Excerpts of location labeling data

────────────────

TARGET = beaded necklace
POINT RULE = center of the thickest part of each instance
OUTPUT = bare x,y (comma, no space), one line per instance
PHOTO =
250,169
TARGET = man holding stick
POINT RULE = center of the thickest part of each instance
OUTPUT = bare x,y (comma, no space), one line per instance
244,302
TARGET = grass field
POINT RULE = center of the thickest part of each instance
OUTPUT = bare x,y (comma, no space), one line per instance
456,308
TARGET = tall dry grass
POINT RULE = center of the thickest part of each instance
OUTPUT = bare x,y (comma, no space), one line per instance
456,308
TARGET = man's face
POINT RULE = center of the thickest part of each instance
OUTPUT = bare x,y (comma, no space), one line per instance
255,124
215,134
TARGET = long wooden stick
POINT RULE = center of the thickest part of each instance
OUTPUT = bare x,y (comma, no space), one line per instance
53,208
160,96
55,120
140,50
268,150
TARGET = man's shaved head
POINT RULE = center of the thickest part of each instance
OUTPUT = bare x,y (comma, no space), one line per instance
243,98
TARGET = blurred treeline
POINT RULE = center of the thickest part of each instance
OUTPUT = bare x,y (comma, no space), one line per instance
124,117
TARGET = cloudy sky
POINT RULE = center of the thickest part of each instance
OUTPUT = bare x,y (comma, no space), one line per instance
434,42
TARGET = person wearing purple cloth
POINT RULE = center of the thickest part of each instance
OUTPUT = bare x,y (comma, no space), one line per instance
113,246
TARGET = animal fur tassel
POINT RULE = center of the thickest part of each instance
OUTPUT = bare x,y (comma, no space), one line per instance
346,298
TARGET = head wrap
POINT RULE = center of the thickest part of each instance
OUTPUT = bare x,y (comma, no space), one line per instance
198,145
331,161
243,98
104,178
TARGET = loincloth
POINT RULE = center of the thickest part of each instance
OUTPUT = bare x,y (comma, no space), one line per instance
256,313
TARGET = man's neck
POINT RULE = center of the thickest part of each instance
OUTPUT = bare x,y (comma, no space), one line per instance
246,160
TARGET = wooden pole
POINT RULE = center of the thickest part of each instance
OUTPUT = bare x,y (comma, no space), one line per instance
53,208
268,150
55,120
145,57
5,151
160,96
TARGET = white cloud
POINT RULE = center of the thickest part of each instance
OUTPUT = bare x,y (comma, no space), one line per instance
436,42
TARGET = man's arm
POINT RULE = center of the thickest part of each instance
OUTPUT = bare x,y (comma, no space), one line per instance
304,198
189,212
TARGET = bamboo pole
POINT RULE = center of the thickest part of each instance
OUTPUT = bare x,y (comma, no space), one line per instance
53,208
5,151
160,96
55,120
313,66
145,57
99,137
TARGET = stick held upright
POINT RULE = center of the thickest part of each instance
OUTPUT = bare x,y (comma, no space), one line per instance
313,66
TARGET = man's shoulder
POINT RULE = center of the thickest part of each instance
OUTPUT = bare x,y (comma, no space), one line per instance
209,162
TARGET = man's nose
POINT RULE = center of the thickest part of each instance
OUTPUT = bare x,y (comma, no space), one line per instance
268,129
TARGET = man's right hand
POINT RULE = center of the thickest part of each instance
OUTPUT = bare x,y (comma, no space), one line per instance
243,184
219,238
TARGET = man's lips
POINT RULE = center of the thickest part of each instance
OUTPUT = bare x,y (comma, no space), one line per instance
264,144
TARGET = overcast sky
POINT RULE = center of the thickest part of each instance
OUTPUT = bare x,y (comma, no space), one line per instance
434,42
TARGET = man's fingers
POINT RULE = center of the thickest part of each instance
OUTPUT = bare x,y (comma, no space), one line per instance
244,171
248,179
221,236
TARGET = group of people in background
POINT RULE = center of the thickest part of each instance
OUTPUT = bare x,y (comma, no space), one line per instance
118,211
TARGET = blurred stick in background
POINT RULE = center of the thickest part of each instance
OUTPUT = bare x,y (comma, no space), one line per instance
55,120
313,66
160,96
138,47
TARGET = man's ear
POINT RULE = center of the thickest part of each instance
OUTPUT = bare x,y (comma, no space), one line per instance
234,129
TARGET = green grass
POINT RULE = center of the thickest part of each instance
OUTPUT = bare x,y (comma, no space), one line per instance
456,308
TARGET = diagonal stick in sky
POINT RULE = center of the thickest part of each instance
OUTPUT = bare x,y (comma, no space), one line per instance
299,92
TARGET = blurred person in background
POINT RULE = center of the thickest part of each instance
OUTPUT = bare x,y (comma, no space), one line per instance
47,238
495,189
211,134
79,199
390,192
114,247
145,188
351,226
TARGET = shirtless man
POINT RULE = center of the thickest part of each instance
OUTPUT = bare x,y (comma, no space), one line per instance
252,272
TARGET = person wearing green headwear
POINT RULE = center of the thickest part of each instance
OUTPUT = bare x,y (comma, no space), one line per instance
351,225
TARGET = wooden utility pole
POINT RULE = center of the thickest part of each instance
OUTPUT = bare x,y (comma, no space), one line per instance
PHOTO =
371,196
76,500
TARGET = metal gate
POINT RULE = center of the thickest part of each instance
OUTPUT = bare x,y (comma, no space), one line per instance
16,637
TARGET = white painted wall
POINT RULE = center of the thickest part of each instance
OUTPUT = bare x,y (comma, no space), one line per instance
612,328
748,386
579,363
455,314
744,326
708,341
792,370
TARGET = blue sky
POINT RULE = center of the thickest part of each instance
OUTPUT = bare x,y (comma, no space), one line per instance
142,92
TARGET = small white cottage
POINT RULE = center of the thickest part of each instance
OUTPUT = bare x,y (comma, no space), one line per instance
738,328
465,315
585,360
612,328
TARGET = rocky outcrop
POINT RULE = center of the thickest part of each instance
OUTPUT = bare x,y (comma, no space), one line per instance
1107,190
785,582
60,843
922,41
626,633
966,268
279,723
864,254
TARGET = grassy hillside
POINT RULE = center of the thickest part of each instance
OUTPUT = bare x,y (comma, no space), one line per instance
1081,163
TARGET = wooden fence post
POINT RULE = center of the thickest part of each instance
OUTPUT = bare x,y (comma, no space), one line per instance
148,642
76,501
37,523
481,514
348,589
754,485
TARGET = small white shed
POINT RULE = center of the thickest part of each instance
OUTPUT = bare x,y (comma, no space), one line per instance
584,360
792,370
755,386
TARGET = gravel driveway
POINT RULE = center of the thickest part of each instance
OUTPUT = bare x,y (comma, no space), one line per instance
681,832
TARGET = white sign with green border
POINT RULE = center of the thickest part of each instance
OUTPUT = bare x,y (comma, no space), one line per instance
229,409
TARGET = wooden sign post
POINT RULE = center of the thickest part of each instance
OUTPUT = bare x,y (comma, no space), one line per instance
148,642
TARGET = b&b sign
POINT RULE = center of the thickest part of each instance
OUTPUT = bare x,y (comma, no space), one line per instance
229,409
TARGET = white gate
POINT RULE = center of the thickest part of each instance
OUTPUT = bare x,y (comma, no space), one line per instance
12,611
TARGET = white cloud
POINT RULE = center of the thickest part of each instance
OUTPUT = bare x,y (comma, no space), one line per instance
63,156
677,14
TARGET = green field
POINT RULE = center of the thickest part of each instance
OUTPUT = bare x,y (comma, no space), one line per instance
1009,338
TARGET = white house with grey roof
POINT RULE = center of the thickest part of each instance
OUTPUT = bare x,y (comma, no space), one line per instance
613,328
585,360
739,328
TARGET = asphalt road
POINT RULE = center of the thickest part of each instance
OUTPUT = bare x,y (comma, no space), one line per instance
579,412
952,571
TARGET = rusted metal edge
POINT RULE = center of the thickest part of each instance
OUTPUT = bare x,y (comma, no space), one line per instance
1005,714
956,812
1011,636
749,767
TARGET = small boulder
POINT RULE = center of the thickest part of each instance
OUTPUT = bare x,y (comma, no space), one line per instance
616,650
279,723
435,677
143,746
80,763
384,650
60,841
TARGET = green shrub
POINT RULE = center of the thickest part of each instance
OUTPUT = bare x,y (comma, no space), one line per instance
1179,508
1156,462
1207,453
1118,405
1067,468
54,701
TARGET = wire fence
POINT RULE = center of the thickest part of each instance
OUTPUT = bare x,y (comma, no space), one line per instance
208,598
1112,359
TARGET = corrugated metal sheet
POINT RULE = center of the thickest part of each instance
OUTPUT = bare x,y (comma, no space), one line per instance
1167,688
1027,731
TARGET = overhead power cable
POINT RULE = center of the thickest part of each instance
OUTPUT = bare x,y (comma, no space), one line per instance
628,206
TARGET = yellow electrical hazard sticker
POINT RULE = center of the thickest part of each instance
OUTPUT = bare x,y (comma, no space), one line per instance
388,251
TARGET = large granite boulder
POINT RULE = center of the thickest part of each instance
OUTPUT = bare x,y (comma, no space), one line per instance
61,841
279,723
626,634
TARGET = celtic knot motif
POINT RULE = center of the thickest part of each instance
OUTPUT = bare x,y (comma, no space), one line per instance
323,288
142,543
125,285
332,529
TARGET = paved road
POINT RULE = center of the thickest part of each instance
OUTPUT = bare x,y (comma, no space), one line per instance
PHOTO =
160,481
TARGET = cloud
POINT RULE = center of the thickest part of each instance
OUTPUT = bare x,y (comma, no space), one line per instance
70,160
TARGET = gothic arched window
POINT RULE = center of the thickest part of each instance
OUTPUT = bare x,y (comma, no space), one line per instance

────────────────

* TASK STATEMENT *
In the listing above, find the line containing "TARGET = overhead power cable" and please quote exactly that line through the last one, and no other lines.

* RESPONSE BELOW *
TARGET = overhead power cable
POINT RULE = center of the thickest part of each instance
OUTPUT = bare x,y (comma, no space), one line per instance
628,206
TARGET = yellow electrical hazard sticker
POINT RULE = center of the thickest part of each instance
OUTPUT = bare x,y (comma, no space), one line per instance
388,251
TARGET = large granite boulder
POINT RULE = center of the thickest part of each instance
OUTPUT = bare x,y (comma, no space), one line per instance
61,841
279,723
626,634
TARGET = celtic knot motif
POINT RULE = center of the thickest part of each instance
OUTPUT = bare x,y (comma, no space), one line per instance
323,288
142,543
125,285
332,529
TARGET = paved road
POINT RULE = center of the thickest part of each instance
OUTPUT = bare x,y (comma, no space), one line per instance
PHOTO =
160,481
TARGET = cloud
POINT RULE = center of the thickest part of each instance
OUTPUT = bare x,y (comma, no space), one line per instance
70,160
TARGET = gothic arched window
POINT RULE = center of the thickest part of each instance
OUTPUT = bare x,y (comma, no space), one line per instance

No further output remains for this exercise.